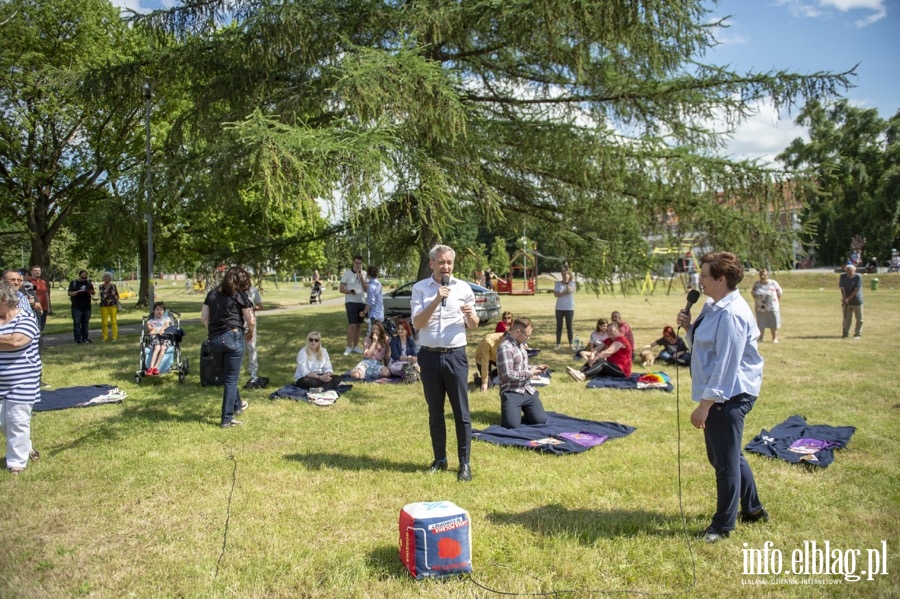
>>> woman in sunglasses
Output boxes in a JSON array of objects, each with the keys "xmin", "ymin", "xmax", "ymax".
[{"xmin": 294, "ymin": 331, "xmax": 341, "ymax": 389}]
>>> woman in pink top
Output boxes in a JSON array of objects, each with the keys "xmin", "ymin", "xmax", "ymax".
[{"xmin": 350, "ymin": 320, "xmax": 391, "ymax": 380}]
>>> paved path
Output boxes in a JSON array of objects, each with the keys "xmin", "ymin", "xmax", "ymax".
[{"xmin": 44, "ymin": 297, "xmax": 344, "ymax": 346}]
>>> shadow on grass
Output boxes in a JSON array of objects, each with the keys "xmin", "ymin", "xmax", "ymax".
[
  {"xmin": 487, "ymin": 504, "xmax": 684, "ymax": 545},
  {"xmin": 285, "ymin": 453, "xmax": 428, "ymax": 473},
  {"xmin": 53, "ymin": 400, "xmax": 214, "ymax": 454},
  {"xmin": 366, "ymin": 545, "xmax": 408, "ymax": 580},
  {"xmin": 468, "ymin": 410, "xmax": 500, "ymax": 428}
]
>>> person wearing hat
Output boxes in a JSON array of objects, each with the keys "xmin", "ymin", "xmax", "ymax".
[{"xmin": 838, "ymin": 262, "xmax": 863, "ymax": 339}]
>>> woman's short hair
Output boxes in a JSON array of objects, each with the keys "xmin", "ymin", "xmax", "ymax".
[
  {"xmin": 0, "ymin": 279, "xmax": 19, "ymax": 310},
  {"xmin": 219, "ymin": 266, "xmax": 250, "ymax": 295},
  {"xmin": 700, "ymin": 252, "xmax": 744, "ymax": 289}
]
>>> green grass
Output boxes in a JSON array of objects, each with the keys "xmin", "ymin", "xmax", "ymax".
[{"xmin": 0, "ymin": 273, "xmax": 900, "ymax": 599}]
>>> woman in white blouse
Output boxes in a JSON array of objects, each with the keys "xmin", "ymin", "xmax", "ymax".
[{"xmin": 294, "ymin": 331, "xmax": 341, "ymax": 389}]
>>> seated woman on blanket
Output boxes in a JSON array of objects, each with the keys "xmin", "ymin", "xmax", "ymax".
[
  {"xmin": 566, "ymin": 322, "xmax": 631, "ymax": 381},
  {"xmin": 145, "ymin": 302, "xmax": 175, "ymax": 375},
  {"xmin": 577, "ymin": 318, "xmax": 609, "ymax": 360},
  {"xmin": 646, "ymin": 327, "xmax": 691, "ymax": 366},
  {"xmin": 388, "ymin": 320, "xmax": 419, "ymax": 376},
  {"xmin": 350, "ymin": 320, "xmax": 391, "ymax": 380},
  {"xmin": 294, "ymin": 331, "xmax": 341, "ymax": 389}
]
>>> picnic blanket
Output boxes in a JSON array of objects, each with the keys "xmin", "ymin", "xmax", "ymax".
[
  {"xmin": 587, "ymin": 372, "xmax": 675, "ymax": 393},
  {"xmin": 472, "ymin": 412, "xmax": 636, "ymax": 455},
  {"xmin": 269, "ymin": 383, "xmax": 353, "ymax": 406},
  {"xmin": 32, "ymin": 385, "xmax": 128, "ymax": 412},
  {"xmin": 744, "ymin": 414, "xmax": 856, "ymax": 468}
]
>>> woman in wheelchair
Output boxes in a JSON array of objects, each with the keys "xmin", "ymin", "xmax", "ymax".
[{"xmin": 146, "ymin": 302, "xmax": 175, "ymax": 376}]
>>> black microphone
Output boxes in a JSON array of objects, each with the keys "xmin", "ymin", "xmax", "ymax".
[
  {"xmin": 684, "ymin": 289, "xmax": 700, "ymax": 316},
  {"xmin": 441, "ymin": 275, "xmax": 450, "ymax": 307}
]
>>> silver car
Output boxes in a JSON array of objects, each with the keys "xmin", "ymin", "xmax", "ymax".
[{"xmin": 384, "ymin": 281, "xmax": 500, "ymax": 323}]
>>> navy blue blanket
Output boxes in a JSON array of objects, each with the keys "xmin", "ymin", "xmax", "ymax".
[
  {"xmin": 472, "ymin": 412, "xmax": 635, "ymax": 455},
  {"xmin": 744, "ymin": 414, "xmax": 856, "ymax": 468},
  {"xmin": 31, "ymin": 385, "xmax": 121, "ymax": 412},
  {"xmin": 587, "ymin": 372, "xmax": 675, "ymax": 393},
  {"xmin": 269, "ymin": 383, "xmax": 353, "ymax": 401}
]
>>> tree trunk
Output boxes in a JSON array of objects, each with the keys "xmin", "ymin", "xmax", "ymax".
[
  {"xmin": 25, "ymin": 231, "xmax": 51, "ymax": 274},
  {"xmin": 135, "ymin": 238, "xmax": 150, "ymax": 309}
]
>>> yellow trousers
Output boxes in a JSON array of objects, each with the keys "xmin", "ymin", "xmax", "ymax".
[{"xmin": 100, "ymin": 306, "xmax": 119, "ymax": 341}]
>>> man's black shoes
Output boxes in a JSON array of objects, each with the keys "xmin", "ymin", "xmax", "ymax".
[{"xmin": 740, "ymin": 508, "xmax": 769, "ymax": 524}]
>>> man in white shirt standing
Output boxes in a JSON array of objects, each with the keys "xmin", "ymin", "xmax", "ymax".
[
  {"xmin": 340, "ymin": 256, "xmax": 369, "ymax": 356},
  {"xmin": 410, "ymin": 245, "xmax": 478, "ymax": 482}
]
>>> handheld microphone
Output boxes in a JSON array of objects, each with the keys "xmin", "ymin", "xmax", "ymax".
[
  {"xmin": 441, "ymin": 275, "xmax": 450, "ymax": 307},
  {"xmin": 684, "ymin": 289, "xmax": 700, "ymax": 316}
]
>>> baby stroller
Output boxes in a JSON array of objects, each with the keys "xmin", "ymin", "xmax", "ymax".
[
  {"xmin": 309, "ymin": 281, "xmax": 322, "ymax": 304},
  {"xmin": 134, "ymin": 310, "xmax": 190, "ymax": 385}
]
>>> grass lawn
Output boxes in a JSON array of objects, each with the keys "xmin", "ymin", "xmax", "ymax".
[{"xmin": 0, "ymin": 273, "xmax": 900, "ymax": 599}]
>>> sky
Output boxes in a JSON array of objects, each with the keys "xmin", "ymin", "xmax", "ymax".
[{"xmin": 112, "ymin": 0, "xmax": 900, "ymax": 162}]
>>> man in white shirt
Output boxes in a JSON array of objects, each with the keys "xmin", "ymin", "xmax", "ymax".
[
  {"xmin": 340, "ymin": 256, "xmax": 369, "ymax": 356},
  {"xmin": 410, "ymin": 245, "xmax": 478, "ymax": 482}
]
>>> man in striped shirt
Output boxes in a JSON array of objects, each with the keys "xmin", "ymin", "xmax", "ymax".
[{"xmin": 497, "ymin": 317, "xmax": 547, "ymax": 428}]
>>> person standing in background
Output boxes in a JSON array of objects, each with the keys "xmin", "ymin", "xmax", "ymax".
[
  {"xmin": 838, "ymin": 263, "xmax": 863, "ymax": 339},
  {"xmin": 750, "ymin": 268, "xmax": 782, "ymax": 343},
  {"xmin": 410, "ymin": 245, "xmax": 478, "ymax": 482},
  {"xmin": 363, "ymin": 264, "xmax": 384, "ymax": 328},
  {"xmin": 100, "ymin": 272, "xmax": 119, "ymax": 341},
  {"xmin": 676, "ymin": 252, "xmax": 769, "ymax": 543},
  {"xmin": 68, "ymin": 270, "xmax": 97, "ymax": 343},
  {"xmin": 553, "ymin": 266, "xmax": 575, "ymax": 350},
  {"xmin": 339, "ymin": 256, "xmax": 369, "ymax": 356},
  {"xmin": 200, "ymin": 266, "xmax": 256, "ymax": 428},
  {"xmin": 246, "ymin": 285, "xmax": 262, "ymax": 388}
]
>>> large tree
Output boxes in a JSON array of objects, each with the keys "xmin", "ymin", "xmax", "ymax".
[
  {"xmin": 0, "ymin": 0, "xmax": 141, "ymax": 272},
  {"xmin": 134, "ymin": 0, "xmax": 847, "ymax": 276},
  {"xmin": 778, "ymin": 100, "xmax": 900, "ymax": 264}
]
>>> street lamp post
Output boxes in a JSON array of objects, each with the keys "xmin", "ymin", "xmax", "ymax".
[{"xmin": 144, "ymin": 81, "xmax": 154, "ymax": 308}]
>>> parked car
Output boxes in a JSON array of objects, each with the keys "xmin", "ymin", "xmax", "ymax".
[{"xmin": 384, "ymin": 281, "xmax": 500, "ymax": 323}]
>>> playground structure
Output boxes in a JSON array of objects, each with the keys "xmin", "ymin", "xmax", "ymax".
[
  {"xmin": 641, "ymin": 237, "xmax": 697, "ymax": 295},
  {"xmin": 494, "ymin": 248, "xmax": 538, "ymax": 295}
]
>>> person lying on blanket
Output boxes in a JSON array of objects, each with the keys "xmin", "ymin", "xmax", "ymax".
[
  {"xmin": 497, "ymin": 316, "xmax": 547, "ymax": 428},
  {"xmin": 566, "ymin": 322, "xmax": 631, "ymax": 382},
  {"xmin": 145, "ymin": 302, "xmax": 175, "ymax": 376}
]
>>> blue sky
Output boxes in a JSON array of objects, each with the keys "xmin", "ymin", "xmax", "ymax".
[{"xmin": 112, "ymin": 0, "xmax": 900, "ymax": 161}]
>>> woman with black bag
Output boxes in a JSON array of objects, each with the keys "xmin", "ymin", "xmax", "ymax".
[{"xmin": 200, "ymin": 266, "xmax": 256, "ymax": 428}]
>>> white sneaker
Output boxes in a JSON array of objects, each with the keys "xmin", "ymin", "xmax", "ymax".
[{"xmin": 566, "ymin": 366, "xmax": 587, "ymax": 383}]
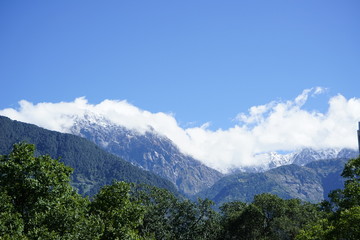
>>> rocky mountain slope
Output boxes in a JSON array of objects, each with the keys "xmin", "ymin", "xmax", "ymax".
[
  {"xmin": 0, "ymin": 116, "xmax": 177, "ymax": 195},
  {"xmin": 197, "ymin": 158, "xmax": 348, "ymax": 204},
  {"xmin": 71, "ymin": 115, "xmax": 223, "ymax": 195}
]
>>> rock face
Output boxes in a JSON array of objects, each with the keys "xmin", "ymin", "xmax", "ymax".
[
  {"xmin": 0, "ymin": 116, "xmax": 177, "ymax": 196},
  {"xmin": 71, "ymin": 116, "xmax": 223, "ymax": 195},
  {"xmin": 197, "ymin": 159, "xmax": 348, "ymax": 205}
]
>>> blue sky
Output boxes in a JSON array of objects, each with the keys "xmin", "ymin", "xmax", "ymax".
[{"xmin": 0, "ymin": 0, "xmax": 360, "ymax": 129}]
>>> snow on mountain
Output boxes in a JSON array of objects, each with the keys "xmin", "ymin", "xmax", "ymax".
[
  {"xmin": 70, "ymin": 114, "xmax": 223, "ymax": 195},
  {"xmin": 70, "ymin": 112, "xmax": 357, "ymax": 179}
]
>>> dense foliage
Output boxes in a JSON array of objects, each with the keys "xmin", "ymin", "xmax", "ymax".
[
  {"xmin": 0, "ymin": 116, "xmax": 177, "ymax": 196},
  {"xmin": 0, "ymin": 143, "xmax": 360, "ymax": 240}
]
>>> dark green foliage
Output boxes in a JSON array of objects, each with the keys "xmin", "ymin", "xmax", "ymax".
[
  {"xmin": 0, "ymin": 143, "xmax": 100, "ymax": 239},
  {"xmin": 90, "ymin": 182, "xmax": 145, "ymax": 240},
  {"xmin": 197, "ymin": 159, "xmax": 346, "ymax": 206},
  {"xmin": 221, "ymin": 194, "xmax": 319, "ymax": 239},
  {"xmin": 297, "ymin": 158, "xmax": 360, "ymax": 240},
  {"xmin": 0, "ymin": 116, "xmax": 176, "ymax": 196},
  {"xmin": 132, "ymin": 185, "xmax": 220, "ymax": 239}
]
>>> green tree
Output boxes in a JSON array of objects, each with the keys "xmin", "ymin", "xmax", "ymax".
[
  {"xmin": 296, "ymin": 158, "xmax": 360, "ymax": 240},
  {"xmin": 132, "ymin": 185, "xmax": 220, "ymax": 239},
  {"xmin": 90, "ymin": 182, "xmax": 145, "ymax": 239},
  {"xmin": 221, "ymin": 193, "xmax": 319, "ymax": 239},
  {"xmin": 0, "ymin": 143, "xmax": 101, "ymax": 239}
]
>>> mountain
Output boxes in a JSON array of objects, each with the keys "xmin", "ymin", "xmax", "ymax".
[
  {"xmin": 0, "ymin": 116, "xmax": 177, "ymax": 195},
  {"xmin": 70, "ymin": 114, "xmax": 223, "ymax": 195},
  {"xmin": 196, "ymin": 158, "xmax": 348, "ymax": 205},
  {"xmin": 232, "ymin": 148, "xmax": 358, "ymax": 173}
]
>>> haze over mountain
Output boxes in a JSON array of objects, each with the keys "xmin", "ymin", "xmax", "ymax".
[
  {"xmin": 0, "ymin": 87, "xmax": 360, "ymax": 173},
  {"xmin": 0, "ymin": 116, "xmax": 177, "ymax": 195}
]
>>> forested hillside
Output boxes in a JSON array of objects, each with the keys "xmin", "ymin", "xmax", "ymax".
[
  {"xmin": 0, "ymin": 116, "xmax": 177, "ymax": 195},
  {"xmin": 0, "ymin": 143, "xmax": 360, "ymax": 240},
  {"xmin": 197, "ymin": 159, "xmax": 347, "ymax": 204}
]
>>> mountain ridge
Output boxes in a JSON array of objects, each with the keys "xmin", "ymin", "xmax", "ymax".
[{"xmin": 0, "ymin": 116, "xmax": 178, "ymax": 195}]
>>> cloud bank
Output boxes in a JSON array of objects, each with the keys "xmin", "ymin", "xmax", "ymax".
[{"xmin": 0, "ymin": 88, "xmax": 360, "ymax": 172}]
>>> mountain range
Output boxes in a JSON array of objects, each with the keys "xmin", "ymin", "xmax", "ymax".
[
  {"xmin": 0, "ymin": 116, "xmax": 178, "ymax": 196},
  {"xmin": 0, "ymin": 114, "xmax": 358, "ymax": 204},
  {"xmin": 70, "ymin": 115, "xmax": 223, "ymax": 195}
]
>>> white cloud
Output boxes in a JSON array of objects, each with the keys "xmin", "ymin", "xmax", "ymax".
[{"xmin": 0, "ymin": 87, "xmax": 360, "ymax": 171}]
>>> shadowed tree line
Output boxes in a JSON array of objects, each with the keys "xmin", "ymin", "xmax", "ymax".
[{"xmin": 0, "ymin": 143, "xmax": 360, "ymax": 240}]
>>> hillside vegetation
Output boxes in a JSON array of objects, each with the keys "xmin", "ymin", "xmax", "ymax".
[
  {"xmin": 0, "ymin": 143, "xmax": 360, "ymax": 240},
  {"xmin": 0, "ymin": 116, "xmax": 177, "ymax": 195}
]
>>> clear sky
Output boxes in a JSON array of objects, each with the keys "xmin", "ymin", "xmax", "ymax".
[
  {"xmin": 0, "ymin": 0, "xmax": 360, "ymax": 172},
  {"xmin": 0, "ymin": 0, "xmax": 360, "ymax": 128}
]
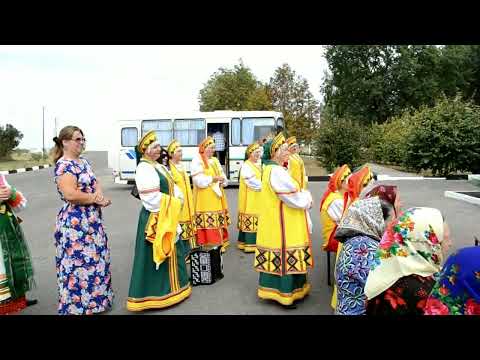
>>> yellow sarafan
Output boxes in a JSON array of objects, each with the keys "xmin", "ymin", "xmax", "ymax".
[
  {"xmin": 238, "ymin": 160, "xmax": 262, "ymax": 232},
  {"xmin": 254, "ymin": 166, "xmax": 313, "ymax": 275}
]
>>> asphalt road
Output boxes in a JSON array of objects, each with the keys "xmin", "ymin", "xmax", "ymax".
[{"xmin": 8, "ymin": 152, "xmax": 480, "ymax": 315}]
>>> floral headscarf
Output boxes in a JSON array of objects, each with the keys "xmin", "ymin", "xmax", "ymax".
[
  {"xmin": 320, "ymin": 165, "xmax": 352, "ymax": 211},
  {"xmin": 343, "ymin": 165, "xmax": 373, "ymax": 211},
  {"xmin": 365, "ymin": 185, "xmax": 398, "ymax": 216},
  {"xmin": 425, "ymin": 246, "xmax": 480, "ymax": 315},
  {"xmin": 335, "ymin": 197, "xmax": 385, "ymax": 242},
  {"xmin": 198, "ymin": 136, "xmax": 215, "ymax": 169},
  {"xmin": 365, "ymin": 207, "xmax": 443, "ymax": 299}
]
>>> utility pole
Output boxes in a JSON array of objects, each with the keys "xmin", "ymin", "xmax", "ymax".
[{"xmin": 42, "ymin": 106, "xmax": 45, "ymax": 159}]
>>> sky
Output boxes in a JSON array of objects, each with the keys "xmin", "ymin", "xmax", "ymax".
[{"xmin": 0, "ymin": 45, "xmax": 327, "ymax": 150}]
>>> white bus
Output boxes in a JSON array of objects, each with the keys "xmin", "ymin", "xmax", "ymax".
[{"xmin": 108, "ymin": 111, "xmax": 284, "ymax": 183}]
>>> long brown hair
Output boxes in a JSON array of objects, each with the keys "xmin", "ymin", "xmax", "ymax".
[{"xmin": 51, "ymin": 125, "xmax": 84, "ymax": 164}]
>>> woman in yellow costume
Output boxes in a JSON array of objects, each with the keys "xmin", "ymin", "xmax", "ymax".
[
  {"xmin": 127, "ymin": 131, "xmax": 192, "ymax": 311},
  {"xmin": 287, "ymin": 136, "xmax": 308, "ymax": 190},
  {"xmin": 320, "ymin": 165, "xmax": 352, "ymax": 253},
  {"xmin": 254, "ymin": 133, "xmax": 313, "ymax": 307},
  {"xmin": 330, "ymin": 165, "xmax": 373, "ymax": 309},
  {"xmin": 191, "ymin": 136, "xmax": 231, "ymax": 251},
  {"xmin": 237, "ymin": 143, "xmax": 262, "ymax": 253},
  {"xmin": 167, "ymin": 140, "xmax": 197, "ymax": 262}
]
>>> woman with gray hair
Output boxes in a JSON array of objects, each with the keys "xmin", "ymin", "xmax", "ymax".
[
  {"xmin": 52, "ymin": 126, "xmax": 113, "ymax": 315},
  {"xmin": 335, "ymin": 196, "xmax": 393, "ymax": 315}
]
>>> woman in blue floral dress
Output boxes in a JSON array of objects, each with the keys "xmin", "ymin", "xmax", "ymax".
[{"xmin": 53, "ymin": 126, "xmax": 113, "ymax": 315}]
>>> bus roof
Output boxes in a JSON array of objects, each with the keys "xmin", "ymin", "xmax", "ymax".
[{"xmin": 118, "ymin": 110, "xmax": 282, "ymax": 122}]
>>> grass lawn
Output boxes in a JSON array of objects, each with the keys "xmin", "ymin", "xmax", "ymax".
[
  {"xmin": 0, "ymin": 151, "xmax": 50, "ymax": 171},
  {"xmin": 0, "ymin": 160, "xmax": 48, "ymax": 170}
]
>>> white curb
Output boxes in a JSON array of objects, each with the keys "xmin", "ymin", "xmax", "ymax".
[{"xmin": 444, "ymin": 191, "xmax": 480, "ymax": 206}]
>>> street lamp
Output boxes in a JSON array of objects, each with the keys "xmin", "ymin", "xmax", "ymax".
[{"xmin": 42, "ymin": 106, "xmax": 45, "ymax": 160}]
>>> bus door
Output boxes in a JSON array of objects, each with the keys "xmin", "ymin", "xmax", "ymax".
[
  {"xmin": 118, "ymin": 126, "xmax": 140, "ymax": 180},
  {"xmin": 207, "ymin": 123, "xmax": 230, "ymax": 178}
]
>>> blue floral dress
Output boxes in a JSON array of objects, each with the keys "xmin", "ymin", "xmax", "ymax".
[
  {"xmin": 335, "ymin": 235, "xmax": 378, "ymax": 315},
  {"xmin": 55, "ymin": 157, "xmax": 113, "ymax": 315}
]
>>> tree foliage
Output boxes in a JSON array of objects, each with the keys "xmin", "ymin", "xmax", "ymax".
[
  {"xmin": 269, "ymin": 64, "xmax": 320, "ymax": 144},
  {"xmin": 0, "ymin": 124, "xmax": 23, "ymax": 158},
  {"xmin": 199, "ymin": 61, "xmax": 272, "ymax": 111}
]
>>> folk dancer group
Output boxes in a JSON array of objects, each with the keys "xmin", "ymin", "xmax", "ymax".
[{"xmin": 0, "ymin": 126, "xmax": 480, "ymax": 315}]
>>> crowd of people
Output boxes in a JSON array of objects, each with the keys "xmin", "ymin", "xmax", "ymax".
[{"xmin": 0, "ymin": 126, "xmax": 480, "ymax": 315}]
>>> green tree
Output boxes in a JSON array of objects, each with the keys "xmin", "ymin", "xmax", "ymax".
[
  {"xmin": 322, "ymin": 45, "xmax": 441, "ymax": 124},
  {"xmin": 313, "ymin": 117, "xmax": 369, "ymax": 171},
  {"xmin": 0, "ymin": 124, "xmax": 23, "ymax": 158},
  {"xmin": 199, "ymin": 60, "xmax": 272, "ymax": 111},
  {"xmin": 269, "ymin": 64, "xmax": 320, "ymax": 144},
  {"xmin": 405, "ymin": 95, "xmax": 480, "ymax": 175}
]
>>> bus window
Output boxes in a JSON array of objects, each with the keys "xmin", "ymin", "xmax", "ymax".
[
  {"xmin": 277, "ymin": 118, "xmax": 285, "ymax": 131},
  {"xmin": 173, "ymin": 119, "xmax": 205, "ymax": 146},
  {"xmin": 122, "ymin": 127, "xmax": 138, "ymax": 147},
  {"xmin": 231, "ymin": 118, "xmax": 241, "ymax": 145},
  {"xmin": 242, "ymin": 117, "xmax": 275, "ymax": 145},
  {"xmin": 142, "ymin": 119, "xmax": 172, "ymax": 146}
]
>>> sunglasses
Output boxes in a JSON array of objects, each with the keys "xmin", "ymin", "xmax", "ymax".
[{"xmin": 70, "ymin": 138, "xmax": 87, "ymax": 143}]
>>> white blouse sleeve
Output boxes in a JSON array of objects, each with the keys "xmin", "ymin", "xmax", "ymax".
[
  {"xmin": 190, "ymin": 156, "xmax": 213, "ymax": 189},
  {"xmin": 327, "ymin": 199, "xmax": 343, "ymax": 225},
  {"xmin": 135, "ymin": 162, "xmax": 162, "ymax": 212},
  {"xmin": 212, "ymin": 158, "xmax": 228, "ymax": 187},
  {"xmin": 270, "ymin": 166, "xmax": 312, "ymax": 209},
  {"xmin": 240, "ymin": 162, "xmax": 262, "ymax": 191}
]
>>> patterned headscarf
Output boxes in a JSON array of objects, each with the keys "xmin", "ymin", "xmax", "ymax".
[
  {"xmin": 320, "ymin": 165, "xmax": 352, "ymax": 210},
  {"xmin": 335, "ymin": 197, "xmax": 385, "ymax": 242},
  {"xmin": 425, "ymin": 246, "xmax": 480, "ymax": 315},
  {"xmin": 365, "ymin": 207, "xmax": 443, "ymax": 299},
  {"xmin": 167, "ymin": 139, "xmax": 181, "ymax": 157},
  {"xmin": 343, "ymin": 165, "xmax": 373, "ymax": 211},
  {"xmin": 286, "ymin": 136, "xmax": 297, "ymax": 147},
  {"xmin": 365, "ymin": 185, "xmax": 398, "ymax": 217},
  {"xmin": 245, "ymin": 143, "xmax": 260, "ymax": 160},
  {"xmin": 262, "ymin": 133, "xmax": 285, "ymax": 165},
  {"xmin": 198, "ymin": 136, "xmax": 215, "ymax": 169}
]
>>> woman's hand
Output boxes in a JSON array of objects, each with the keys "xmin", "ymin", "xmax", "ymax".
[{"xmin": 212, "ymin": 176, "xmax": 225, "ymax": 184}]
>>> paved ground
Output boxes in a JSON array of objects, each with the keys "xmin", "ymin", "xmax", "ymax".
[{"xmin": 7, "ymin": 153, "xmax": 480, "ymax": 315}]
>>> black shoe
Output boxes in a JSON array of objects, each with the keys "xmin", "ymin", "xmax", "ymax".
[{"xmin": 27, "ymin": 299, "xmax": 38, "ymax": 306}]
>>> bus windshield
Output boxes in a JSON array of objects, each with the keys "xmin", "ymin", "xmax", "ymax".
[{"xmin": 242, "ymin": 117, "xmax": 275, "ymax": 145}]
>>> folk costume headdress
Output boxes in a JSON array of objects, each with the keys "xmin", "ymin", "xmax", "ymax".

-=-=-

Output the lines from the one containing "folk costume headdress" through the end of the rows as a JSON array of strings, one string per line, with blank lines omitted.

[
  ">>> folk costume headdress",
  "Output boxes in a JSON array of objects, each with the keys \"xmin\", \"ymin\", \"xmax\", \"ymax\"."
]